Предложенный отрывок

* * *

Болезненная жажда псевдомогущества, псевдовласти компрометировали все лучшие эмигрантские начинания. Сколько хороших, благородных объединений разваливалось из-за этого наивного оппортунизма…
«Числа», естественно, распространялись в соседние художественные области; будь Оцупу отпущено немного больше времени, право, он бы докатился и до балета. Выставка живописи, устроенная «Числами», в общем, удалась. Некоторые из присланных картин Оцуп потом продал на аукционе в Виши при помощи энтузиастов врачей, спекулянтов, банкиров. Не обошлось без недоразумений: спустили картины и не подаренные «Числам», принадлежавшие частным коллекционерам. Так, однажды я был свидетелем при довольно томительных переговорах Оцупа с художником Воловиком, чье прекрасное масло без его ведома и позволения продали в Виши.
— В таком большом деле нельзя без ошибок! — объяснил мне Оцуп после ухода гостя, незаметно глотая воздух, вероятно, ощущая сердечные перебои. Как человек, привыкший к частым волнениям азартной игры, он через минуту уже справился и, псевдобарски раскатывая «р», покровительственно закончил. — Очень мне был нужен этот Воловик, подумаешь!
Вечер «Чисел» в тот период составлял гвоздь сезона, как раньше «Зеленой лампы» — там собирался «весь» русский Париж. Чинный зал, где обычно музицировали, совершенно перегружался, так что однажды даже М.О. Цетлин должен был вернуться домой, не получив входного билета. Об этом сообщали с радостью.

* * *

Предоставленные записи
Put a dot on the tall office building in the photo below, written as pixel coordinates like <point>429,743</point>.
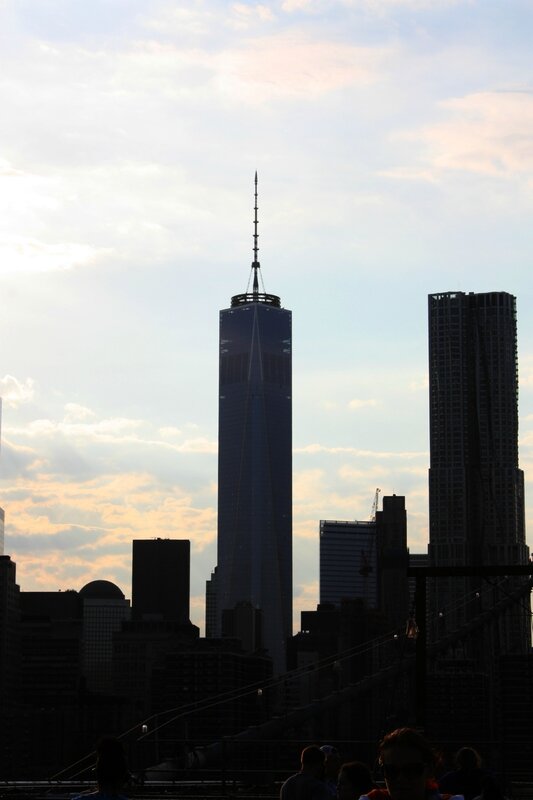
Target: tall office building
<point>104,609</point>
<point>160,580</point>
<point>367,560</point>
<point>476,489</point>
<point>255,461</point>
<point>348,561</point>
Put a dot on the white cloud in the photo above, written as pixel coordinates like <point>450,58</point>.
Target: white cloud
<point>357,403</point>
<point>489,133</point>
<point>14,392</point>
<point>294,65</point>
<point>315,449</point>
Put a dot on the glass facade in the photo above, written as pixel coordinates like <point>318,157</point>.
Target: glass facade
<point>476,489</point>
<point>255,466</point>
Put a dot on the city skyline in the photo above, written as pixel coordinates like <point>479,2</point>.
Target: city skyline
<point>392,142</point>
<point>254,512</point>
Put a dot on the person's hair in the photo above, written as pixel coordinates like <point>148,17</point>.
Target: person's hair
<point>111,767</point>
<point>408,737</point>
<point>468,758</point>
<point>359,775</point>
<point>312,756</point>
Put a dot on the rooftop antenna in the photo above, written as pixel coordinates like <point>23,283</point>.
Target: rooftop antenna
<point>255,264</point>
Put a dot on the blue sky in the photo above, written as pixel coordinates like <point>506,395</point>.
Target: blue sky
<point>393,141</point>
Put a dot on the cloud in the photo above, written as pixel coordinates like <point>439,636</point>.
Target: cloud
<point>19,255</point>
<point>295,65</point>
<point>315,449</point>
<point>247,13</point>
<point>486,133</point>
<point>15,392</point>
<point>356,404</point>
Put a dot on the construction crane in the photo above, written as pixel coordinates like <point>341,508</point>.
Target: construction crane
<point>375,506</point>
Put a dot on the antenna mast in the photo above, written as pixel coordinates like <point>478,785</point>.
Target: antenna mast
<point>255,264</point>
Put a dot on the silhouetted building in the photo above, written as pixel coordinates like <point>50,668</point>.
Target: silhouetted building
<point>367,560</point>
<point>244,622</point>
<point>255,462</point>
<point>333,651</point>
<point>476,489</point>
<point>160,580</point>
<point>104,609</point>
<point>211,615</point>
<point>348,561</point>
<point>9,664</point>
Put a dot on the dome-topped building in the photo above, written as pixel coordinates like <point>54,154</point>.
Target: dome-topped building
<point>102,590</point>
<point>105,608</point>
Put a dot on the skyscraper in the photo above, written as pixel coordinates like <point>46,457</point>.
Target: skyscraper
<point>255,461</point>
<point>367,560</point>
<point>476,489</point>
<point>348,561</point>
<point>160,580</point>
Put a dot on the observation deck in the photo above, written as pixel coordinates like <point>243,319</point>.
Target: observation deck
<point>255,297</point>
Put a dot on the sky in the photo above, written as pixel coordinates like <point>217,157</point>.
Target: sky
<point>393,140</point>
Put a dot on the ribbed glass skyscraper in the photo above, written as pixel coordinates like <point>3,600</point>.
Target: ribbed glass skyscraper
<point>255,462</point>
<point>476,489</point>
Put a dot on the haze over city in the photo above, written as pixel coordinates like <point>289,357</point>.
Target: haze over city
<point>394,150</point>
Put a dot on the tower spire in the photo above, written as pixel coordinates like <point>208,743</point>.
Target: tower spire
<point>255,264</point>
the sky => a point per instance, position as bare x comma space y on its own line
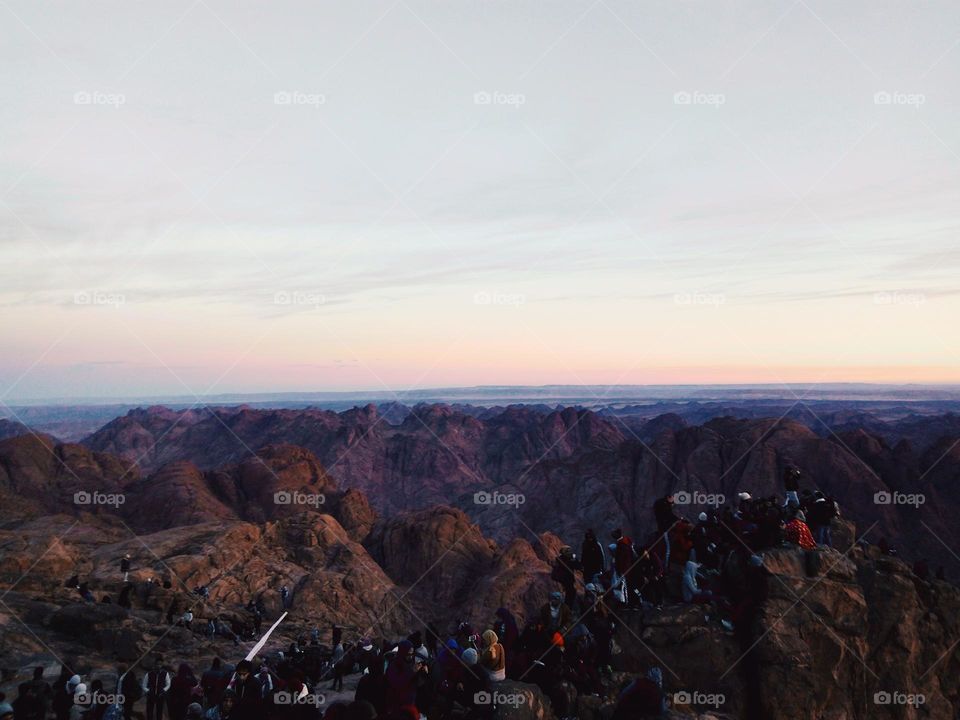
203, 196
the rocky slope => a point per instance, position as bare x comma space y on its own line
520, 471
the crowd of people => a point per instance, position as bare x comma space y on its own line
566, 648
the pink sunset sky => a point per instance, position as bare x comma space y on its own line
220, 197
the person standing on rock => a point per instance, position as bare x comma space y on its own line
624, 558
564, 573
791, 482
797, 532
591, 557
63, 692
666, 518
249, 705
156, 685
211, 681
224, 709
555, 616
42, 691
129, 687
493, 659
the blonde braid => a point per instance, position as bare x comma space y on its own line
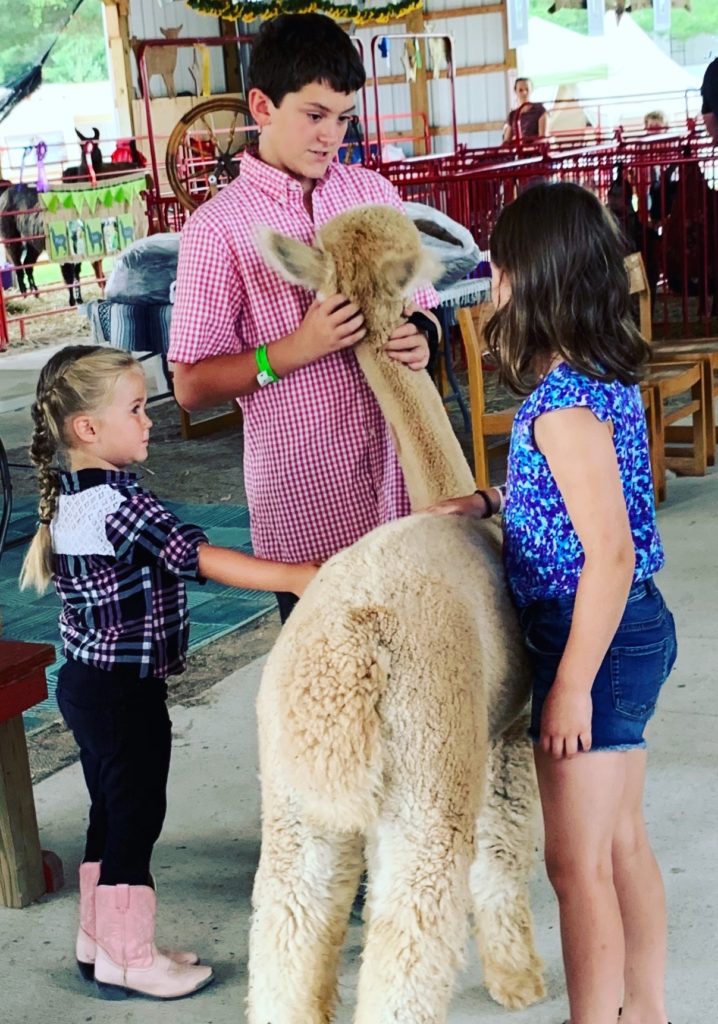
76, 379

* * *

Рабочее задание A
Где, согласно отрывку о «Числах», Оцуп продал на аукционе некоторые из присланных картин?
Рабочее задание B
Повторите часть отрывка о «Числах», начиная со слов «Болезненная жажда псевдомогущества, псевдовласти» и далее вплоть до слов «продали в Виши.».
Записи взяты из другого источника.

Ответ к упражнению A
В Виши.

Ответ к упражнению B
Болезненная жажда псевдомогущества, псевдовласти компрометировали все лучшие эмигрантские начинания. Сколько хороших, благородных объединений разваливалось из-за этого наивного оппортунизма…
«Числа», естественно, распространялись в соседние художественные области; будь Оцупу отпущено немного больше времени, право, он бы докатился и до балета. Выставка живописи, устроенная «Числами», в общем, удалась. Некоторые из присланных картин Оцуп потом продал на аукционе в Виши при помощи энтузиастов врачей, спекулянтов, банкиров. Не обошлось без недоразумений: спустили картины и не подаренные «Числам», принадлежавшие частным коллекционерам. Так, однажды я был свидетелем при довольно томительных переговорах Оцупа с художником Воловиком, чье прекрасное масло без его ведома и позволения продали в Виши.